_TAREFA PROPOSTA_. Prolongue a entrevista com o ator Pio Marmaï a partir da última frase apresentada.

Nascido no dia 13 de junho de 1984 na cidade de Estrasburgo, quase na divisa da França com a Alemanha, Pio Marmaï está (re)descobrindo o Brasil nessa semana. Apesar de já ter passado rapidamente pelo país anteriormente, está de volta a convite do Festival Varilux de Cinema Francês, do qual está participando com a comédia romântica Beijei uma Garota (2015). O filme, que foi um sucesso de público no seu país de origem quando exibido nos cinemas, no início desse ano, conta a inusitada história de um rapaz gay (Marmaï) que se descobre apaixonado por uma garota às vésperas do seu casamento com o namorado de anos. Esta, aliás, não é a primeira vez que um trabalho do rapaz participa dessa grande mostra de filmes franceses por aqui: no ano passado estava no elenco de Um Amor em Paris (2014), ao lado da grande Isabelle Huppert. O Papo de Cinema conversou com exclusividade com o ator, com contou detalhes nesse novo projeto, além de destacar outros grandes momentos de sua filmografia. Confira!

 

Essa não é sua primeira vez no Brasil, certo? O que está achando até o momento?
De fato, já estive por aqui antes. Visitei o Brasil pela primeira vez há uns cinco anos, mas foi uma viagem com amigos, e também foi muito rápida. Não teve como realmente ‘conhecer’ o país. Agora está sendo diferente… apesar que cheguei hoje pela manhã e não tive tempo de quase nada até o momento (risos). Mas São Paulo é uma cidade incrível, alguns dos pontos turísticos eu lembro de ter visto da outra vez, mas tem muito que quero conhecer ainda. Espero conseguir!

Vamos falar sobre Beijei uma Garota. É uma comédia romântica, mas contada de uma maneira nada convencional. O que lhe atraiu no projeto?
Primeiro, foi o modo invertido de contar a história. Tinha esse cara, que era gay e que aos poucos vai se descobrindo heterossexual. Ou bissexual, dependendo do ponto de vista. Enfim, foi a jornada do protagonista que me interessou. Não foi um ou outro ponto específico, foi o conjunto. Não faria um filme apenas porque o personagem é ou não é homossexual, tem que ter algo a mais para me interessar, e foi o que encontrei. O filme é construído como uma surpresa, pois normalmente, ao menos nos filmes franceses, é o oposto que acontece. Estamos acostumados a ver o cara hétero que se descobre tendo outro tipo de sentimento, e com isso acaba mudando sua orientação sexual, ou descobrindo sua verdadeira natureza. Beijei uma Garota provoca algo raro, e também muito engraçado. Ao ler o roteiro já me diverti, e assim foi também ao atuar. Era algo que definitivamente não conhecia, estava curioso, queria descobrir um novo tipo de personagem. Trabalhar com comédia era algo ao qual não estava acostumado, essa foi uma das primeiras que fiz. Quem conhece meu trabalho sabe que me envolvi em dramas, textos mais clássicos. E essa foi a primeira comédia de verdade. Foi uma surpresa para mim, e o modo de trabalhar me deixou muito satisfeito.

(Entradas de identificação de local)
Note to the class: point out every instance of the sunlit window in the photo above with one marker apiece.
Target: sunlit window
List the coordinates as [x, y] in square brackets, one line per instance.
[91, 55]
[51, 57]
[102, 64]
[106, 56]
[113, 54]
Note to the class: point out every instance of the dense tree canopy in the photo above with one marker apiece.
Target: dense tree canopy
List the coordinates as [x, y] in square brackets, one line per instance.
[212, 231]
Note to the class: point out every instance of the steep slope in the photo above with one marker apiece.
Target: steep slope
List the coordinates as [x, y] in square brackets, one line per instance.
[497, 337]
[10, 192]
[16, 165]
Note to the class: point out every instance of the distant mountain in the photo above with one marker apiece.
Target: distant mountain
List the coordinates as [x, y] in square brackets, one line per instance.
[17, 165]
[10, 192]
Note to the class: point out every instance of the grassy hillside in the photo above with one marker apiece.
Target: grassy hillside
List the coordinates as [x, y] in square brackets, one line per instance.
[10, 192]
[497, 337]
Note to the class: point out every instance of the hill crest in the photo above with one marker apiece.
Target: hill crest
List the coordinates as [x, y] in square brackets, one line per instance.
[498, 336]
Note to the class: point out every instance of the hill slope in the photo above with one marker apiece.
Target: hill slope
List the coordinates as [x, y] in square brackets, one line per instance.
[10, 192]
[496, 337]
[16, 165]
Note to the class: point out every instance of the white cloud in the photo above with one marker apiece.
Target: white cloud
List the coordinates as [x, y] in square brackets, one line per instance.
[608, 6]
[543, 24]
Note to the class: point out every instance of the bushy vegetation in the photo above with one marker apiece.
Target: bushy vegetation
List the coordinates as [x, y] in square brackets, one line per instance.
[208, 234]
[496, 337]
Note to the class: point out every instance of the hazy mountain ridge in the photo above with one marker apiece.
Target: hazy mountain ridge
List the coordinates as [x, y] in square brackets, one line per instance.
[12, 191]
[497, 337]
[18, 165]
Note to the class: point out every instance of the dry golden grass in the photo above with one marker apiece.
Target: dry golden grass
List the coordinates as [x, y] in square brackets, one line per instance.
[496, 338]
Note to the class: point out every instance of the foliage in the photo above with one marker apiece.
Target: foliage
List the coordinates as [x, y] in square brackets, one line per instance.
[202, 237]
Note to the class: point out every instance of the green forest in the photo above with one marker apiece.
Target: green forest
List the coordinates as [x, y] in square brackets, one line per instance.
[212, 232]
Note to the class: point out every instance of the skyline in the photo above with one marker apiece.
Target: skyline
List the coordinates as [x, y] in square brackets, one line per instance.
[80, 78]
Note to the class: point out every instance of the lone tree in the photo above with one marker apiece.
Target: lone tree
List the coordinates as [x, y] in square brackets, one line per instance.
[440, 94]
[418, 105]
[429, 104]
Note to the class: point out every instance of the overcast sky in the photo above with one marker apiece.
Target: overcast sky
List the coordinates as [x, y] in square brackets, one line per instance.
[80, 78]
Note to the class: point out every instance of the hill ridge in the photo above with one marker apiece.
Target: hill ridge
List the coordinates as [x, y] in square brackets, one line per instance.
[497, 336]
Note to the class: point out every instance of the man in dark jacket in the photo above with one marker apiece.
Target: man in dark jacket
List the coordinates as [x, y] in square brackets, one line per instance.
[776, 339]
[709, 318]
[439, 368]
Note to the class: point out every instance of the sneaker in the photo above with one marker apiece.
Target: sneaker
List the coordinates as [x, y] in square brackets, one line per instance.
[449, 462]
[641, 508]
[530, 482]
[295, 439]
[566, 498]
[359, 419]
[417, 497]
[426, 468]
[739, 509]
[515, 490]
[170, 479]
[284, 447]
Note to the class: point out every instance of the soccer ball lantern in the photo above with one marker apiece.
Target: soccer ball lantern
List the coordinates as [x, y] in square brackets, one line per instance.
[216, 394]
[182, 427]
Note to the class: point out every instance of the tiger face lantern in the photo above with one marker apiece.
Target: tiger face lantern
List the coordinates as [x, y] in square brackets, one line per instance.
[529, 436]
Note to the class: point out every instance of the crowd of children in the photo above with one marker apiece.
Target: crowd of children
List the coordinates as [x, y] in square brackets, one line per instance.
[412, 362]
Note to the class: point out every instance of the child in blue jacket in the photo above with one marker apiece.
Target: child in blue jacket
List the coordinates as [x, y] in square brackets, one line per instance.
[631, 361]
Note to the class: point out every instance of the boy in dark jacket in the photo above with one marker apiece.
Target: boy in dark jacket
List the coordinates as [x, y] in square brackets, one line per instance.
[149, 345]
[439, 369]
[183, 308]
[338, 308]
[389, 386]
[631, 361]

_RESULTADO DO EXERCÍCIO_.
 

Questões como a diversidade sexual e homossexualidade tem sido muito debatidas no Brasil atualmente. Como é a situação na França?
Acho que é muito importante falar a respeito. Na França existe a lei que permite o casamento gay, mas ainda é um estigma no ponto de vista religioso, e por isso que é importante que a lei passe e comece a vigorar. Durante a promoção do filme o que percebi é que este é um tema não muito aceito, que no fundo há um pouco de medo em relação a homossexualidade. É algo que as pessoas ainda não sabem, desconhecem. Se seu filho, ou filha, se descobre homossexual, na França isso pode ainda ser uma vergonha para a família. Não é algo muito fácil, não como deveria ser.

Cena de Beijei uma Garota

Exatamente o contrário do que acontece com a família do seu personagem no filme…
A família do filme é o oposto, e por isso é engraçado. É o contrário da maioria das famílias francesas. Na ficção que criamos, aceitam completamente a homossexualidade do filho, e não querem que se aceite heterossexual. Acho que funciona na história desse jeito, mas é algo que é raro de se ver na França. Eu não esperava esse tipo de situação, estava convencido que as famílias eram mais abertas, então foi uma situação um pouco desconcertante para mim.

 

Beijei uma Garota estreou na França no início do ano. Como foi a recepção por lá?
Foi um sucesso no sentido que não foi muito caro, então teve um público bom. E foi um filme que gerou muita discussão, as pessoas falavam bastante a respeito, e isso foi bastante positivo para nós. O tema é que chamou a atenção, até porque este foi o primeiro filme dos diretores, ninguém esperava muito, não haviam expectativas. Ficamos muito felizes com o resultado. Acho que foi a primeira comédia francesa que fala sobre a homossexualidade de um modo contemporâneo.

Este não é o seu primeiro longa como protagonista, mas acredito que tenha sido um dos mais desafiadores, não?
Sim, claro. No sentido de construção do personagem, principalmente. Achava que era importante tentar algo diferente, me arriscar mais, ousar, sair da minha zona de conforto. Isso é parte do meu personagem também, foi um bom paralelo. Precisei ser mais criativo, falar sobre sexualidade, expor sentimentos verdadeiros, e tudo de um ponto de vista psicológico, sem ser superficial. Acho importante conseguir alternar, poder trabalhar em filmes pequenos e em outros maiores, mas no resumo o que importa mesmo são os personagens, que precisam ser singulares pra mim. Sempre tento inventar algo novo, oposto do que fiz antes.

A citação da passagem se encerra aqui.